[Location identification entries]
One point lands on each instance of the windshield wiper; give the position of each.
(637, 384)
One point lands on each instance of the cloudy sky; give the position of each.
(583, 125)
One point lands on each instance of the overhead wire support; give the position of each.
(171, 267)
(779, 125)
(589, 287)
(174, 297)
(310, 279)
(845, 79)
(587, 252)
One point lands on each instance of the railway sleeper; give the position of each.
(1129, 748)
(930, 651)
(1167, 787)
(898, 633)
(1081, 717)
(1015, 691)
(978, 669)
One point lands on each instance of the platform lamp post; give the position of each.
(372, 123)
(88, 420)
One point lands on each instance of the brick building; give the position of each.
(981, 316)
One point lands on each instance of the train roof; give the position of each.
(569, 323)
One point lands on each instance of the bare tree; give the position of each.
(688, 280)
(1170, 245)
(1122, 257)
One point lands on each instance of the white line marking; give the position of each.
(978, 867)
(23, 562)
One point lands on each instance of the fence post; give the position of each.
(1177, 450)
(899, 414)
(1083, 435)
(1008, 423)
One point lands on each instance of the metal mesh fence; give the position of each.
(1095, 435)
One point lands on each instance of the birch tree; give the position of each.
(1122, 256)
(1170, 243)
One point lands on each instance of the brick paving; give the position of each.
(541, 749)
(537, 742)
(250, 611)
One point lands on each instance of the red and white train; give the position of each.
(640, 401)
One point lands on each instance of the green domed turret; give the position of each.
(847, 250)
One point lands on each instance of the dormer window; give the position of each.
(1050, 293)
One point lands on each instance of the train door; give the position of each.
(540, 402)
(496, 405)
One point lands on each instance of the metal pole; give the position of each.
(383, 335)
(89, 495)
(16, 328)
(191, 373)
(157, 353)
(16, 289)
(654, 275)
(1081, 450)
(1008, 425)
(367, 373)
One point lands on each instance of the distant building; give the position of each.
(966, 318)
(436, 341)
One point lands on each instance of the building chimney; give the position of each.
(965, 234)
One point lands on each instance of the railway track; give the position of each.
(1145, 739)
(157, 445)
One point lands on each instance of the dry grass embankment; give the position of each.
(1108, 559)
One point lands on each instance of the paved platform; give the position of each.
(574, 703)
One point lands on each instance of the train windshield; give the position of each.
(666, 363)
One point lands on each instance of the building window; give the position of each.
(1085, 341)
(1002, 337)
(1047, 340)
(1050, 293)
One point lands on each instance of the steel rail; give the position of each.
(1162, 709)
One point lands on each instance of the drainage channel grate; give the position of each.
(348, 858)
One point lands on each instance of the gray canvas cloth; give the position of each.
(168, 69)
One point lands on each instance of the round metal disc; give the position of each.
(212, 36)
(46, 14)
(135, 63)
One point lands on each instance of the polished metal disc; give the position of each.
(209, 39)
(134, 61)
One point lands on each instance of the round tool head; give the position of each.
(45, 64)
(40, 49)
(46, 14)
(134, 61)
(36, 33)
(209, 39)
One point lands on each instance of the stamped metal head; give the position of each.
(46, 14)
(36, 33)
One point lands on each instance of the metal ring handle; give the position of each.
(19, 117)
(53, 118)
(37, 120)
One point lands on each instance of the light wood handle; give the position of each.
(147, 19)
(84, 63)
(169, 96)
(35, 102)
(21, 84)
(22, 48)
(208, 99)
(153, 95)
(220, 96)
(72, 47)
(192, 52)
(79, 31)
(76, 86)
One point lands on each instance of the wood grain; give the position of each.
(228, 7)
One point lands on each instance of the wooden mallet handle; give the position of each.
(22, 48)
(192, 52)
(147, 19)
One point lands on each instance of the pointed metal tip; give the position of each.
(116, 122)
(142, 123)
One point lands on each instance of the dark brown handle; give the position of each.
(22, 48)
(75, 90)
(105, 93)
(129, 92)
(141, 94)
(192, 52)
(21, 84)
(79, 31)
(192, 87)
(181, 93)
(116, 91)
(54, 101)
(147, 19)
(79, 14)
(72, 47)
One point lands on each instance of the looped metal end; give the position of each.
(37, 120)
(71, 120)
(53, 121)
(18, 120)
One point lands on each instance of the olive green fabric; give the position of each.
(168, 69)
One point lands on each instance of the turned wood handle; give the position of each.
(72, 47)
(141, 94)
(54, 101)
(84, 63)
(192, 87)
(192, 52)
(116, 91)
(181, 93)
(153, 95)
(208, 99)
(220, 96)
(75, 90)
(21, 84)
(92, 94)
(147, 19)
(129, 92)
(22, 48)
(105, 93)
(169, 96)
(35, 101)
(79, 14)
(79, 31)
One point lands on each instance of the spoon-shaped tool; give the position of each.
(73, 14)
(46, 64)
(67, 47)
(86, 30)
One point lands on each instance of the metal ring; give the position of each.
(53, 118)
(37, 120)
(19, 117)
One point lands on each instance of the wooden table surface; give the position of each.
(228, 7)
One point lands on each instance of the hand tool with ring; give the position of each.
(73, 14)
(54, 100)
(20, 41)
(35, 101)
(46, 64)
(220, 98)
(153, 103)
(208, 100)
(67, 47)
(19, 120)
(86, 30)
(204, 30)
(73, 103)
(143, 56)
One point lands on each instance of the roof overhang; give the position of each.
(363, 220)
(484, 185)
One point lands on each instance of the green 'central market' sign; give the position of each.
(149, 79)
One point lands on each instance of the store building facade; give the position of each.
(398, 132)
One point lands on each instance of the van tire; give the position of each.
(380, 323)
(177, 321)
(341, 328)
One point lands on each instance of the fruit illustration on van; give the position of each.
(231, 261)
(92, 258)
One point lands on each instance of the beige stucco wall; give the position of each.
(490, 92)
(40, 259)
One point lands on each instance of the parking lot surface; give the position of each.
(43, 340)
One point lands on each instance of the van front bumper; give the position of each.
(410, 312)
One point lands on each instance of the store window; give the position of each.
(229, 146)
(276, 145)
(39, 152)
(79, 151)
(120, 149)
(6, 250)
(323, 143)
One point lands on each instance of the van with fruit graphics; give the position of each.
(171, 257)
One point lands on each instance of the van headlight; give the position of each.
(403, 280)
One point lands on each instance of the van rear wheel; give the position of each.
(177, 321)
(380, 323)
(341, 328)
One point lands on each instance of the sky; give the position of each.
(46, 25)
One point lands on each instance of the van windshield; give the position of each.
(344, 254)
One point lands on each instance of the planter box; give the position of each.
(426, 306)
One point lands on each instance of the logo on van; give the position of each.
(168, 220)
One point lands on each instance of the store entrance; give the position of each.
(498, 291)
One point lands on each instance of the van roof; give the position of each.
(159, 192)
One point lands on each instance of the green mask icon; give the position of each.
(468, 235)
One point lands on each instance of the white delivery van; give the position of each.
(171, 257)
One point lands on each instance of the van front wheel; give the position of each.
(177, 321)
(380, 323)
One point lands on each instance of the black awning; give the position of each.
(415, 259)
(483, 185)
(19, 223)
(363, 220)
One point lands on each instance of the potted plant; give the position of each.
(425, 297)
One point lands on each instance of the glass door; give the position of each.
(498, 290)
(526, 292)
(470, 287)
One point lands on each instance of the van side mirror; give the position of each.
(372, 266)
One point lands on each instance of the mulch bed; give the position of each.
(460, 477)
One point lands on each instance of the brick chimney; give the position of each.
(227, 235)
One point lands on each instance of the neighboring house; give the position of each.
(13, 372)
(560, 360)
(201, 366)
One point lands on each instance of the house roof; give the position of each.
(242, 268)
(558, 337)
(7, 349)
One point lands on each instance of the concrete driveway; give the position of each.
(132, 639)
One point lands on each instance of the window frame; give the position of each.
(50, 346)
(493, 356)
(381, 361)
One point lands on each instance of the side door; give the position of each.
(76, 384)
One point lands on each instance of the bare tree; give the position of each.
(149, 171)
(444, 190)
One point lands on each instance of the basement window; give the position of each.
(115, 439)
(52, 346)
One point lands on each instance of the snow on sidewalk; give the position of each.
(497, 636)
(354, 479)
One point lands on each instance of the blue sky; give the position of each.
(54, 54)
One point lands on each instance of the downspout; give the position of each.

> **WRITTEN EXERCISE**:
Copy out the lines from the one containing "One point lands on each instance of the blue" through the end of the material, switching "downspout" to "drainpipe" and keeping everything else the same.

> **SOLUTION FOR THIS EXERCISE**:
One point lands on each instance of the blue sky; give the position of each.
(54, 54)
One point lands on each instance of the drainpipe; give the position of each.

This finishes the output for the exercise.